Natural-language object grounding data
-*-*-
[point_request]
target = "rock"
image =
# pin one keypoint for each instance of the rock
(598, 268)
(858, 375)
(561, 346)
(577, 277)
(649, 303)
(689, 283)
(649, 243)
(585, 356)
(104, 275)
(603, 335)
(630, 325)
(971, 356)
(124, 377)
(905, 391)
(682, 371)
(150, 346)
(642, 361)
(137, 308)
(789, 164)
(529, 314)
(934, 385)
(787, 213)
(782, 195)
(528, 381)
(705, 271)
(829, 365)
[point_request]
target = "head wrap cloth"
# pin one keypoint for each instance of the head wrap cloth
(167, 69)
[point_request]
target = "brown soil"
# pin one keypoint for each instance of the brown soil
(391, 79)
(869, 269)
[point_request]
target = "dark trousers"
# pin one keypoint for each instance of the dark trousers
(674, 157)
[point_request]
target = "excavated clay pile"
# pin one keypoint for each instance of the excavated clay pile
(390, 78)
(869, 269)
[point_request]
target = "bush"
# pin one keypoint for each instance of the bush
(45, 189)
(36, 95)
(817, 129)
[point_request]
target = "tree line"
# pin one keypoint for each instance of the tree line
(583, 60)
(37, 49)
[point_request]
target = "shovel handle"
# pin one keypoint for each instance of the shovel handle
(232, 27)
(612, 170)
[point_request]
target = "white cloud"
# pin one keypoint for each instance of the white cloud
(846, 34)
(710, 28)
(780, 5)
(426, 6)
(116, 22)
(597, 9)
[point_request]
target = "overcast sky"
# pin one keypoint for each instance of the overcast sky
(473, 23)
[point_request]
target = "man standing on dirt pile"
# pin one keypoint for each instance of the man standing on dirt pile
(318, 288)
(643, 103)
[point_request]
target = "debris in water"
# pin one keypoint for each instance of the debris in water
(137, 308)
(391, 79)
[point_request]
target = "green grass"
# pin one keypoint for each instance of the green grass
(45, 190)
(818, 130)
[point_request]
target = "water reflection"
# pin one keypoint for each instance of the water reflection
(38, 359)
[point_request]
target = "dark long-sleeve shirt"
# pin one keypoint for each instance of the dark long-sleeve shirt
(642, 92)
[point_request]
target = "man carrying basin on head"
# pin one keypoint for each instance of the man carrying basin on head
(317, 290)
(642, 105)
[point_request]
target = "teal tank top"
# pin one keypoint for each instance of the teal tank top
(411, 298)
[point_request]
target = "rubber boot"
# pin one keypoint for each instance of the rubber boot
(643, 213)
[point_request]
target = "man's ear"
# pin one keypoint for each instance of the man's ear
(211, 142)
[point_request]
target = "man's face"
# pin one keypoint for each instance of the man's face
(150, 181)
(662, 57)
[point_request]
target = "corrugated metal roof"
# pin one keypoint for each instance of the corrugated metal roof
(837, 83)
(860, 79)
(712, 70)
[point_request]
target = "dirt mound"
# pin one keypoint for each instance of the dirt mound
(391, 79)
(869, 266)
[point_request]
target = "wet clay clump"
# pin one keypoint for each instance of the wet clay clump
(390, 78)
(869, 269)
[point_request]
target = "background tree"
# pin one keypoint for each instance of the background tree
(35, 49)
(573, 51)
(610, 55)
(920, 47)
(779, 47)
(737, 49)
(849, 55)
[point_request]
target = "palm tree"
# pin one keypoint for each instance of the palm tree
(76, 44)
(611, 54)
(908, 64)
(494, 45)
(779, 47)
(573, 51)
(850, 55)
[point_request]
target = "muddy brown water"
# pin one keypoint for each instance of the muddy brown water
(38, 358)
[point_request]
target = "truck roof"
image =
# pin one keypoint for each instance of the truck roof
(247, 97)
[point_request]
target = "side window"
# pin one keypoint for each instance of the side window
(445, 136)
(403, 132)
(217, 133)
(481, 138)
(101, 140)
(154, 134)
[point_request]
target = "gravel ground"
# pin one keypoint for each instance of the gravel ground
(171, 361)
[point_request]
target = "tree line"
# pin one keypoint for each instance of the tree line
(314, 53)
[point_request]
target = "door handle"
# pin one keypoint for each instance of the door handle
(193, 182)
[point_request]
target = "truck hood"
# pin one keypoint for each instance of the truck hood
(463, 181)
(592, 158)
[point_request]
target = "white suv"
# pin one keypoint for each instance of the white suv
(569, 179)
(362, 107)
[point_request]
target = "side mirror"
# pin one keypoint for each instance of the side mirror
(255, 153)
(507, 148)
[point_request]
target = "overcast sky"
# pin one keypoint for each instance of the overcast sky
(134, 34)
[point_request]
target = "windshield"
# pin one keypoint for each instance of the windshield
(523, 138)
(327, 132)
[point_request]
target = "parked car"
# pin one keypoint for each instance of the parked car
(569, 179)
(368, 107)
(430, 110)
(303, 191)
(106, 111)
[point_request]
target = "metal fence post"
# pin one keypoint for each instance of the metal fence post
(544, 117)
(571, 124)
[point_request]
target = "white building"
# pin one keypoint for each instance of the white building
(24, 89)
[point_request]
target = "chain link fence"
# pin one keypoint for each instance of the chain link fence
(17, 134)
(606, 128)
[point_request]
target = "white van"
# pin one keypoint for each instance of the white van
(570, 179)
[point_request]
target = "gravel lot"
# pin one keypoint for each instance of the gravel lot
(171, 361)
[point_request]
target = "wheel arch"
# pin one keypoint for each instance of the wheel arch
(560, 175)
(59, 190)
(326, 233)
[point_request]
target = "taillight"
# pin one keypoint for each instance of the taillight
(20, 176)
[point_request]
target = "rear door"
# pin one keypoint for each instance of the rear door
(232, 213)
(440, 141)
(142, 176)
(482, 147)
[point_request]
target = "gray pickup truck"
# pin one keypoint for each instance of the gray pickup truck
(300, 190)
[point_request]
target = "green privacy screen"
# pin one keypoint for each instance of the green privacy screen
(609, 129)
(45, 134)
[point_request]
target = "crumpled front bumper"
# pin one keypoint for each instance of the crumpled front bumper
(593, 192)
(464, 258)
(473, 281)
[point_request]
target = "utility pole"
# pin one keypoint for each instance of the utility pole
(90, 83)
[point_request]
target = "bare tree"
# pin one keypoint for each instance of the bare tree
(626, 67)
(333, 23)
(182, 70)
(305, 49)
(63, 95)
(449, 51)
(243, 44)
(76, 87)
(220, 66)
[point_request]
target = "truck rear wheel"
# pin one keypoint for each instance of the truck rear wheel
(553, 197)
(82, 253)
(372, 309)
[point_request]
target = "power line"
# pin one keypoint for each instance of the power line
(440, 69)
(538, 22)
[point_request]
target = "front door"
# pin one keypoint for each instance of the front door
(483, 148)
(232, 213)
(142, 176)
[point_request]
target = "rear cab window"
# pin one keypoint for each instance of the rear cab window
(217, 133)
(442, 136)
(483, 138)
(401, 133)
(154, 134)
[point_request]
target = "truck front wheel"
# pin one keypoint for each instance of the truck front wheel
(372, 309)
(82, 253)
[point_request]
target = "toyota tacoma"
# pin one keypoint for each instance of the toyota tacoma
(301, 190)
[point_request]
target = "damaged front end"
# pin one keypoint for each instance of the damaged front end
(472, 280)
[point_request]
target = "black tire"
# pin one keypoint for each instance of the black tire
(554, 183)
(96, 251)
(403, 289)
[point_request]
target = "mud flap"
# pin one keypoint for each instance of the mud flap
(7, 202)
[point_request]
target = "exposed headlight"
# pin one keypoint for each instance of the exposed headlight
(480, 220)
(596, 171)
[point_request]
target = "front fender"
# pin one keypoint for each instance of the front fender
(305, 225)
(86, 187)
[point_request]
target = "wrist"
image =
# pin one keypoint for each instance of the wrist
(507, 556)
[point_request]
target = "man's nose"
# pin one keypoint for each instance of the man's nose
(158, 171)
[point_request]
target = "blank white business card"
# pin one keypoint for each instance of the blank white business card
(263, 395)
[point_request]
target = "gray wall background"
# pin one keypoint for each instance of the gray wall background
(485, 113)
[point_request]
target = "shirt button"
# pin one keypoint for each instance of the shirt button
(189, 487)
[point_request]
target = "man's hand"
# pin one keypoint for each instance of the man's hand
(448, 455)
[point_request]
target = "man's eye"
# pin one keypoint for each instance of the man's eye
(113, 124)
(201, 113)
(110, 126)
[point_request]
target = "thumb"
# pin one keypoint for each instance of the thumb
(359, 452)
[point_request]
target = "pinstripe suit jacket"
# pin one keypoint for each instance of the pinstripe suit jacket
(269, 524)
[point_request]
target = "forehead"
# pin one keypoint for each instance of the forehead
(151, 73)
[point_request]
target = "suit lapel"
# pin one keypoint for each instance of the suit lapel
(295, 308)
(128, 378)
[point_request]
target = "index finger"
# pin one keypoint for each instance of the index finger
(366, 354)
-*-*-
▶ WHAT IS BEING ASKED:
In the answer, include exactly the lines from the line containing "# pin one keypoint for each instance of the man's hand" through the end of the data, and nothing else.

▶ SOLUTION TO THIS PROBLEM:
# pin one keypoint for each instance of the man's hand
(448, 455)
[point_request]
target = "man's eye"
# pin one keypoint for each instance of the man's eye
(113, 124)
(201, 113)
(110, 126)
[point_request]
target = "thumb"
# pin one keypoint for each instance of the thumb
(359, 452)
[point_request]
target = "pinstripe suit jacket"
# pin one keypoint for each instance of the pinstripe suit jacket
(269, 524)
[point_request]
target = "forehead"
# pin one keypoint for each instance of the forehead
(151, 73)
[point_request]
target = "suit lapel"
# pin one keypoint for each instance of the suit lapel
(295, 308)
(128, 378)
[point_request]
target = "index finger"
# pin one keypoint for each instance of the index finger
(366, 354)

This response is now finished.